Texto de lectura:
# # #
Tiempo curvo en Krems. Claudio Magris. Anagrama, 2021 Traducción de Pilar González Rodríguez |
Temps curvilini a Krems. Claudio Magris. Edicions de 1984 Traducció d'Anna Casassas |
Así como la juventud es una época de acumulación, la vejez debería ser de liberación, tiempo de ir soltando todo aquello que se ha acaparado para hacer más ligero el viaje, cuando es posible escoger entre lo aprendido aquello que, más que utilidad práctica, muestra síntomas de oportunidad y que puede sustituir a los bienes materiales; y también de renuncia al respeto del que se ha hecho acreedor, al miedo que se ha inspirado y a las envidias que se han provocado. Sin embargo, ninguna de estas renuncias representa ninguna utilidad si no tiene lugar la abdicación más importante: la del papel que se ha representado, la del personaje que se ha sido y las de todas las posibilidades a las que, un día, se aspiró.
«Cada día se alejaba más de aquel individuo, de aquel abstracto él mismo que en ocasiones le parecía un simple homónimo, y de vez en cuando seguía firmando mecánicamente en su despacho de actas ―solo las de cierta importancia― que le ponían delante; se lo quitaba de encima poco a poco, como quien se quita un traje de ceremonia y lo cuelga en el armario. ¿Envejecer era esto? Le parecía que en realidad era el otro quien envejecía, echándose a la espalda cada vez más años y más cosas, como una percha cada vez más cargada, mientras él, por el contrario, se iba volviendo más ligero, más ágil».
La gravedad de un error cometido no debería depender del momento en que percibimos haberlo consumado; sin embargo, la nuestra conciencia discrimina con claridad la diferencia entre el error que se nos hace manifiesto nada más perpetrado y el que se manifiesta después de transcurridos muchos años, cuando es imposible enmendarlo porque ha quedado incorporado a nuestra conciencia sin ninguna consecuencia negativa. Pero, en realidad, no es posible volver atrás, doblar la flecha del tiempo, para enmendarlo porque ninguna de las decisiones tomadas en función del error pueden ser corregidas.
«Casi tumbado en el coche, Salman miraba las cosas que pasaban fugaces hacia atrás y pensó que, tras aquella rápida visita, también la villa y el salón y la veranda se quedaban ahora a su espalda para siempre. Recordó la mirada del otro que leía en la suya y se preguntó para qué servía la costumbre ancestral de bajar los ojos si justo en el momento oportuno, a causa de una estúpida lentitud de reflejos, había que levantar el velo y permitir que inevitablemente se escudriñase en su interior».
Los recuerdos falsos, aquellos que errónea pero inocentemente nos atribuimos, forjan nuestra biografía con la misma intensidad que los verdaderos; representan la función de hitos en un camino cuya veracidad o falsedad deja de tener importancia una vez establecidos porque sus consecuencias sobre el relato de nuestra vida son ineluctables, y la cadena de decisiones que han originado no tiene vuelta atrás si se pretende mantener la frágil unidad de nuestra conciencia. Hitos de un pasado que no importa si existió o no, por más que persista en nuestro recuerdo, que se proyectan hacia un futuro hipotético y frágil en el que tal vez nosotros tampoco existamos, pero hacia el que especulamos proyectarnos.
# # #
Datos para analizar:
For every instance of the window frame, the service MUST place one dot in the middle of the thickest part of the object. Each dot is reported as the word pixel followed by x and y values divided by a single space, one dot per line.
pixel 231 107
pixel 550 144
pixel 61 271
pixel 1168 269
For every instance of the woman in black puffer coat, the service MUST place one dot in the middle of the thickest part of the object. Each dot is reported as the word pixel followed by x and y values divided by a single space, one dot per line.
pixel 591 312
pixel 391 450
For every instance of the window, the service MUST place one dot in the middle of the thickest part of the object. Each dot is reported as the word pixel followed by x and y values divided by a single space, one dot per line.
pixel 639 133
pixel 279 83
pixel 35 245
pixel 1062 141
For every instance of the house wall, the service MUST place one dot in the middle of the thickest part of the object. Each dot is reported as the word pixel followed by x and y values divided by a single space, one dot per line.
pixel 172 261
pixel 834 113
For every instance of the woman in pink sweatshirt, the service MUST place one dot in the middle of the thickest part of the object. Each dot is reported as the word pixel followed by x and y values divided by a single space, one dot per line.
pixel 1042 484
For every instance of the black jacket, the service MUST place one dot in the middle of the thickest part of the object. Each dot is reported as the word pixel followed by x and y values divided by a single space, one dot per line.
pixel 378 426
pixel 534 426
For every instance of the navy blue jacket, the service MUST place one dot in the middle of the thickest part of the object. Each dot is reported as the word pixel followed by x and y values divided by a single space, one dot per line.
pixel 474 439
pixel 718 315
# # #
Consigna de trabajo 1: Indica si cada afirmación concuerda con el texto sobre *Tiempo curvo en Krems*: (a) la vejez debería ser una época de acumulación; (b) los recuerdos falsos forjan la biografía con la misma intensidad que los verdaderos; (c) en una de las citas, Salman va casi tumbado en el coche. Responde sí o no y cita literalmente las palabras del texto que lo deciden.
Consigna de trabajo 2: Prosigue el texto sobre *Tiempo curvo en Krems* a partir de su última oración.

Respuesta escrita 1:
(a) No: «Así como la juventud es una época de acumulación, la vejez debería ser de liberación».
(b) Sí: «forjan nuestra biografía con la misma intensidad que los verdaderos».
(c) Sí: «Casi tumbado en el coche, Salman miraba las cosas que pasaban fugaces hacia atrás».

Respuesta escrita 2:
«El tiempo es el señor de la causalidad: una causa produce un efecto y, por tanto, lo precede, viene antes que este. Pero desde un efecto se retrocede a la causa que lo ha producido; la familiaridad por teléfono era, pues, el efecto de un conocimiento recíproco que por fuerza debía estar en el pasado y, por tanto, modificaba este último, se remontaba al tiempo de crear, décadas antes, algo que entonces no había sido. Sí, el tiempo es una orden causal, pero si la causa se propaga en el espacio-tiempo con velocidad nunca superior a la de la luz, me decía a mí mismo trepando por vagos recuerdos del instituto y aclaraciones solicitadas sin demasiado éxito a amigos físicos, la relatividad especial afirma, creo que se dice así, que dos acontecimientos que no pueden relacionarse por medio de una señal causal que viaje a velocidad menor o igual a la de la luz no pueden ordenarse en el tiempo de modo absoluto».
Tal vez la única resolución se halle en un punto intermedio entre el exilio exterior, la disposición para sentirse extranjero en cualquier lugar, extraviado el sentimiento de pertenencia, y el exilio interior, no reconocerse en ninguno de los yoes del pasado y, a la vez, rendirse ante la imposibilidad de integrar todas las experiencias en un solo personaje, que no sería más que una ficción autogenerada en beneficio de un hipotético equilibrio psíquico.
«Su relato hablaba de alguien que, cuando era jovencísimo, había sido guarda en una especie de lager en una isla adriática y que vuelve a la vista treinta años después, junto con una mujer, mucho más joven que él, recién casada. Aparecían paseos, cigarras, lagartijas que mudaban de piel entre las rocas donde treinta años antes el hombre había sido vigilante, el rostro envejecido de una campesina, el horror y la magia del verano, alguna cruda escena erótica entre los esposos que le produjo, al leerla, cierta incomodidad porque se dio cuenta de que eran cosas que, en realidad, no había experimentado».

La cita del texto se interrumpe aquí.